*Textausschnitt*
————
Person der Woche Joe Biden ist in dieser Krise ein Segen
16.04.2024, 08:05 Uhr Artikel anhören
Er ist alt, angeschlagen und innenpolitisch unter Druck. In der Weltpolitik agiert der US-Präsident trotzdem super souverän und behutsam. Seiner Geheimdiplomatie ist es zu verdanken, dass der Iran-Israel-Konflikt nicht eskaliert. Die Motive dafür liegen tief in seiner privaten Biografie.
Joe Biden wird als tattriger Opa verlacht. Donald Trump attackiert ihn täglich mit allerlei Niedertracht. Im US-Wahlkampf steht er innenpolitisch unter Dauerfeuer, seine Umfragewerte sind dürftig. Doch weltpolitisch agiert der US-Präsident mit einer verblüffend staatsmännischen Mischung aus Souveränität und Behutsamkeit, die an John F. Kennedy erinnert.
Es ist seinem persönlichen, energischen Einsatz zu verdanken, dass der Iran-Israel-Konflikt nicht weiter eskaliert. Er bremst den israelischen Ministerpräsidenten Benjamin Netanjahu und drängt Israel zu einer besonnenen Reaktion. Er hält zugleich die Mullahs in Teheran erstaunlich im Schach und eröffnet mit Saudi-Arabien eine neue Ordnungsperspektive für den Nahen Osten.
————
Datenauszug:
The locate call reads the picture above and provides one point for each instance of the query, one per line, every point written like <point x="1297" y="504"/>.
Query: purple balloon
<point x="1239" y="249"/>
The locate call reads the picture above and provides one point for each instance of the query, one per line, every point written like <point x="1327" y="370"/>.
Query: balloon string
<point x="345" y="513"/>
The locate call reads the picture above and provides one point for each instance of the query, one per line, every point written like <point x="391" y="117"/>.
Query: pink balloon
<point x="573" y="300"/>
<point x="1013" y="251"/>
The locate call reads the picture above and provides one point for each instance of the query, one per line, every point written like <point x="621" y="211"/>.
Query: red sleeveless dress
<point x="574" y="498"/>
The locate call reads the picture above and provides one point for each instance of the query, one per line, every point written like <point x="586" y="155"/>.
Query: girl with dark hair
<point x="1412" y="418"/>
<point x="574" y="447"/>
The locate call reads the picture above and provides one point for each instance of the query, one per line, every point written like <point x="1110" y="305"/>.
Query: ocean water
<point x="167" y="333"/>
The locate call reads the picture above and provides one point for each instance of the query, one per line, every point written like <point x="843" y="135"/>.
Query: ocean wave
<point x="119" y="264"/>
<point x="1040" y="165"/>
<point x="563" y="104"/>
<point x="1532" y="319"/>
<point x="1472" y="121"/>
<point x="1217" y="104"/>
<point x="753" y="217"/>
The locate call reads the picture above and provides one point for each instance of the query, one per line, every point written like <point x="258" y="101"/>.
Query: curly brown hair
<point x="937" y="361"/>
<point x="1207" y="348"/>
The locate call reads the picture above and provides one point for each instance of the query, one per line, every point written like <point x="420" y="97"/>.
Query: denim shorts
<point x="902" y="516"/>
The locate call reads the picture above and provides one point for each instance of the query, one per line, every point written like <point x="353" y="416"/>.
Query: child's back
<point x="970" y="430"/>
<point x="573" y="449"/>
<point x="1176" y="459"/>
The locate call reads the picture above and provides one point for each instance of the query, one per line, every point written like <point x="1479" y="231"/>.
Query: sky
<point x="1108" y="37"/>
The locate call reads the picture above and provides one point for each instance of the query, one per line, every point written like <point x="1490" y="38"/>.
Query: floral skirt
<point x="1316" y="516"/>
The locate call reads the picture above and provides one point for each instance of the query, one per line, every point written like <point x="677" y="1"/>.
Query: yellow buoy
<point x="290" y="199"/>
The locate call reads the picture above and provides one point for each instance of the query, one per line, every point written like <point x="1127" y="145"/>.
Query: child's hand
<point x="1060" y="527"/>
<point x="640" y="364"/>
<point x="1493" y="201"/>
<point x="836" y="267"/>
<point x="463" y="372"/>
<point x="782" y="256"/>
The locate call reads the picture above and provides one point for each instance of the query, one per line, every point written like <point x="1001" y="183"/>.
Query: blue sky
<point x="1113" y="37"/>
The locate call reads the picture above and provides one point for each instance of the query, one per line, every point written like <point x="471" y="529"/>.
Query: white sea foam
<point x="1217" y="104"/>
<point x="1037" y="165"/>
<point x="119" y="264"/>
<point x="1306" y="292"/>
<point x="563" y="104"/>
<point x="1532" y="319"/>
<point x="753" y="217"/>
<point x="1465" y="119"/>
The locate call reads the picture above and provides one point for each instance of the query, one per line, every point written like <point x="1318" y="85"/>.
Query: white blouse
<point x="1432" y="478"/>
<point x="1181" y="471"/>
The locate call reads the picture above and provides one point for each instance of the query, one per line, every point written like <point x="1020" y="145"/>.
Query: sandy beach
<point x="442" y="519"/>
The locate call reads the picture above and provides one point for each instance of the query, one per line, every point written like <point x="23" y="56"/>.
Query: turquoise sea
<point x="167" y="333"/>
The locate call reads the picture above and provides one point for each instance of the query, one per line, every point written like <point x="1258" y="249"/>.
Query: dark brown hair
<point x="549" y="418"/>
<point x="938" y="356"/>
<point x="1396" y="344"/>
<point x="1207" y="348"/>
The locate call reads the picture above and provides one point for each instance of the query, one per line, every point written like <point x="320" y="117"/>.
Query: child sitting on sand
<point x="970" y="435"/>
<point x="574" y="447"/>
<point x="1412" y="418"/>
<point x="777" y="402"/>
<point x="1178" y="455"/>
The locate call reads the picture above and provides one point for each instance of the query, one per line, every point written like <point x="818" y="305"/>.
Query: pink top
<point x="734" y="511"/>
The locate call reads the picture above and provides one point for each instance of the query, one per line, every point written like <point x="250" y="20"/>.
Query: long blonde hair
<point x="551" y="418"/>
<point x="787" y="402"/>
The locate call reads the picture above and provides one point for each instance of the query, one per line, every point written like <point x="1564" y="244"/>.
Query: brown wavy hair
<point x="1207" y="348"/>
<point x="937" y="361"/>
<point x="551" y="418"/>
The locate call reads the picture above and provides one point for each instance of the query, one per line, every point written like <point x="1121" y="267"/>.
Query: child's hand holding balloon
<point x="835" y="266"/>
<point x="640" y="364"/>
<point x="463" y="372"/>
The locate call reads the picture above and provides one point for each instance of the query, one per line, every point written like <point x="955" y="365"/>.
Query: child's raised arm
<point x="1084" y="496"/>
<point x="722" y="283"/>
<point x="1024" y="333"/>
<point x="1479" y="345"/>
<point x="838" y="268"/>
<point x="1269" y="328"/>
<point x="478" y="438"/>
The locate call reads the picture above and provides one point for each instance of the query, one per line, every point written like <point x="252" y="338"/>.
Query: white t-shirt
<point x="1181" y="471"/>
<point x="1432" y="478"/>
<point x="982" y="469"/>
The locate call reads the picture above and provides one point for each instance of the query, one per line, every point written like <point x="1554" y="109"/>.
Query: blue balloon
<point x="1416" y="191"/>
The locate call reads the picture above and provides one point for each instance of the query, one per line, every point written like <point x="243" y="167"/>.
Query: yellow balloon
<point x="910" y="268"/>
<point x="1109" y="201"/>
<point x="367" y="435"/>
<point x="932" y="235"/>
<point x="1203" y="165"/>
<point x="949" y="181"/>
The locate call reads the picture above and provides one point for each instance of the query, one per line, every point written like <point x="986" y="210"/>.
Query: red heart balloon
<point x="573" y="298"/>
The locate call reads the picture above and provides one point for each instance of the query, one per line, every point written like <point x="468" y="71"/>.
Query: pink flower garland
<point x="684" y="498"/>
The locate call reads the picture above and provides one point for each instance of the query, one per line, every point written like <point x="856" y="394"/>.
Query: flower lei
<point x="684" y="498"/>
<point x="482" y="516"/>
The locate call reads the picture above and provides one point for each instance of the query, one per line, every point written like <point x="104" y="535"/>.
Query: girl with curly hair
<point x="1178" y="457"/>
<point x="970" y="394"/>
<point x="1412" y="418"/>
————
*Ihre Aufgabe*
An welchen früheren US-Präsidenten erinnert laut dem Textausschnitt über Joe Biden dessen weltpolitisches Auftreten?

*Das Ergebnis*
An John F. Kennedy.